Given text:

:::::

Also, a non-trivial fraction of crashes may be due to users having faulty hardware.

  • Run a memory check upon crashing, probably based on some heuristic such as crash frequency, and inform the user if they have faulty memory.

Proactive

Proactive strategies are those that help us prevent crash-prone code from shipping. The following is a list of possibilities.

  • Improve test coverage.
  • Improve fuzzing coverage.
    • Better isolate components so they can be fuzzed more easily (e.g. the JS shell).
    • Record non-reproducible fuzz crashes in rr so they can be played back reliably.
  • Extend use of static analysis.
    • Compiler warnings
      • bug 1268766 is about adding MOZ_MUST_USE annotations throughout the code.
    • clang's static analysis
    • Coverity
  • Extend use of dynamic analysis.
    • ASan: Already used on automation with Linux. bug 1030826 is for extending that to Windows.
    • TSan: bug 929478 is the meta-bug tracking progress.
    • Valgrind:
  • Eliminate crash-prone code patterns.
    • Low-level, e.g. replace raw pointers with smart pointers such as UniquePtr.
    • High-level, e.g. disallow binary extensions.
  • Implement more internal verification ("extended assertions"), e.g. verify complex data structures such an compiler IR.
  • Reimplement existing C and C++ components in less crash-prone languages (e.g. JavaScript, Rust).
  • Better utilize available OS protection against malware (largely a Windows-only issue).
    • Windows 10 has better protection, at least for content processes?
  • Recover from crash-causing events and continue. Difficult in general, may be possible in restricted cases?
  • Use data from users (telemetry, crash reports, etc.) to determine gaps in coverage in Nightly/Aurora/Beta, and then use that to drive additional testing, channel recruitment, etc. Types of coverage:
    • Web feature coverage (e.g. are we not testing web workers enough?)

:::::

Stored data
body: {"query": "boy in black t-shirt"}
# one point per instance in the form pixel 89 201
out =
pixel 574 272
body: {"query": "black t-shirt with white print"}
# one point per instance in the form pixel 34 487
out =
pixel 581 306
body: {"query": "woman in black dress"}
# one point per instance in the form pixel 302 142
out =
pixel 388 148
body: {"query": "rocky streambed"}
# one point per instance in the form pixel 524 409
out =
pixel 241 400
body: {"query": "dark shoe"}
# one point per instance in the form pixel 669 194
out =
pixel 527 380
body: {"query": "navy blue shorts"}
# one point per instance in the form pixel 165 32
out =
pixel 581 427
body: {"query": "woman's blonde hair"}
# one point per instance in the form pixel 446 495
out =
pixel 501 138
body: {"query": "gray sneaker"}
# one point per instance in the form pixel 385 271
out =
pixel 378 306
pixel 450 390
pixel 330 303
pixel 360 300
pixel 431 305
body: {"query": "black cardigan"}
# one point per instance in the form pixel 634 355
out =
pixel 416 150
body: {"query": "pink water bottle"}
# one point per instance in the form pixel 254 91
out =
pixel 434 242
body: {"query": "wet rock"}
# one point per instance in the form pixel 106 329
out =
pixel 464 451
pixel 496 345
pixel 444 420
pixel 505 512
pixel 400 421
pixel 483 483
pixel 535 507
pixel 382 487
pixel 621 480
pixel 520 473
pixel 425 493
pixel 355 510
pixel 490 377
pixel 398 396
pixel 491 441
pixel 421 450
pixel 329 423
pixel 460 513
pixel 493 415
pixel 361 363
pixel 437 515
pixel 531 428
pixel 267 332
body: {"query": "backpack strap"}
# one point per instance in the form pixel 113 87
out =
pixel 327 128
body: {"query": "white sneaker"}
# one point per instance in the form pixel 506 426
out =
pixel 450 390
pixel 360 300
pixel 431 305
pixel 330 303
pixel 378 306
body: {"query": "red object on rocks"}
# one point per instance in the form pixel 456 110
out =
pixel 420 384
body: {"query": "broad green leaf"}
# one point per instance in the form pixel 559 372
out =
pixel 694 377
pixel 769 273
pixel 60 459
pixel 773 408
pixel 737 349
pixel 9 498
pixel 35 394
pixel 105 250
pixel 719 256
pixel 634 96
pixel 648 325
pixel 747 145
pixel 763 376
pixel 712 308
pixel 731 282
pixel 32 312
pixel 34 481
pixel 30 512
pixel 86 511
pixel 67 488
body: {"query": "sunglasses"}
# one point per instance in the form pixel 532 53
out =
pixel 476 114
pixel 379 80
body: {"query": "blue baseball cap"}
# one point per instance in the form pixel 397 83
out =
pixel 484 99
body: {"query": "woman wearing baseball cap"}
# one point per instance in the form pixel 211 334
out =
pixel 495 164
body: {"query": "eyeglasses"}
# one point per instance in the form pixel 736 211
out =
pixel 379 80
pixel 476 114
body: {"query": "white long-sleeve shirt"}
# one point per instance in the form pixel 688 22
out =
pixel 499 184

:::::

Rewrite the crash-reduction text, everything from "Proactive strategies are" down to "of dynamic analysis.", putting "compile-time analysis" wherever "static analysis" appears. This material has no connection to the crash-reduction text.

Response to the task:
Proactive strategies are those that help us prevent crash-prone code from shipping. The following is a list of possibilities.

  • Improve test coverage.
  • Improve fuzzing coverage.
    • Better isolate components so they can be fuzzed more easily (e.g. the JS shell).
    • Record non-reproducible fuzz crashes in rr so they can be played back reliably.
  • Extend use of compile-time analysis.
    • Compiler warnings
      • bug 1268766 is about adding MOZ_MUST_USE annotations throughout the code.
    • clang's compile-time analysis
    • Coverity
  • Extend use of dynamic analysis.